What to work on -
Beginning with the line that contains "Study the picture above. For each instance of the succulent" and continuing through the final line of the entries, rewrite those lines as a JSON list of strings, one string per line, omitting any blank lines.

Material for this exercise -
====
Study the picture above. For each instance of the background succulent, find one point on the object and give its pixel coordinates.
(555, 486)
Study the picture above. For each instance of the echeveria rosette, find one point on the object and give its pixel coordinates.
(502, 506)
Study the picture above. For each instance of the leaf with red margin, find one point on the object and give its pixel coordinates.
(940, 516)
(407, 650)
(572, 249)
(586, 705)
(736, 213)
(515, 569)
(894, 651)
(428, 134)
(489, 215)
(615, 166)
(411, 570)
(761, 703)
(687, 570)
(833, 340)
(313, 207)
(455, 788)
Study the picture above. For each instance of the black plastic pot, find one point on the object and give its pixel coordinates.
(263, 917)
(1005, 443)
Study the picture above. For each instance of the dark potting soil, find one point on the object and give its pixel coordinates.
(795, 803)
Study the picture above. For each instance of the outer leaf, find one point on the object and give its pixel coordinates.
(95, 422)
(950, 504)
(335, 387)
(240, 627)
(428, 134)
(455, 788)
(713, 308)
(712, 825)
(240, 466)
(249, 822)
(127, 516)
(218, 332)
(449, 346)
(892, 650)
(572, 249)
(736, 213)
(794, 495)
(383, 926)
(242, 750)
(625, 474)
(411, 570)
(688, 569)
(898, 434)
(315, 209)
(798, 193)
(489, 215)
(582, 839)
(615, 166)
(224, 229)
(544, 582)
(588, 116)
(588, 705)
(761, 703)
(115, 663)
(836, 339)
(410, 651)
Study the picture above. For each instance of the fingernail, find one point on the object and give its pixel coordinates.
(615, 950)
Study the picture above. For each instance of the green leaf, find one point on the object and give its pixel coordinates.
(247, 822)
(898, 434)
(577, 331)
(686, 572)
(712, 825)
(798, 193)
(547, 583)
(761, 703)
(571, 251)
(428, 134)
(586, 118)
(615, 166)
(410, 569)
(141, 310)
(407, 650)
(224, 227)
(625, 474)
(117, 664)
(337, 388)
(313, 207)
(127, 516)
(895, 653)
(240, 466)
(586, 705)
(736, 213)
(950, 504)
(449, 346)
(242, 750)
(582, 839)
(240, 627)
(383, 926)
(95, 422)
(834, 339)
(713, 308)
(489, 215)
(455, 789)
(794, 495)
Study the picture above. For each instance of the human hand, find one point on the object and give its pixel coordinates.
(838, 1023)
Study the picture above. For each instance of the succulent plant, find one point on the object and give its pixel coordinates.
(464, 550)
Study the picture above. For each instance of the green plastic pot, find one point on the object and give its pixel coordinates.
====
Exercise result -
[
  "Study the picture above. For each instance of the succulent plant, find one point on the object and give its pixel coordinates.",
  "(464, 550)",
  "Study the picture above. For each instance of the green plastic pot, find one point on the object and give its pixel coordinates."
]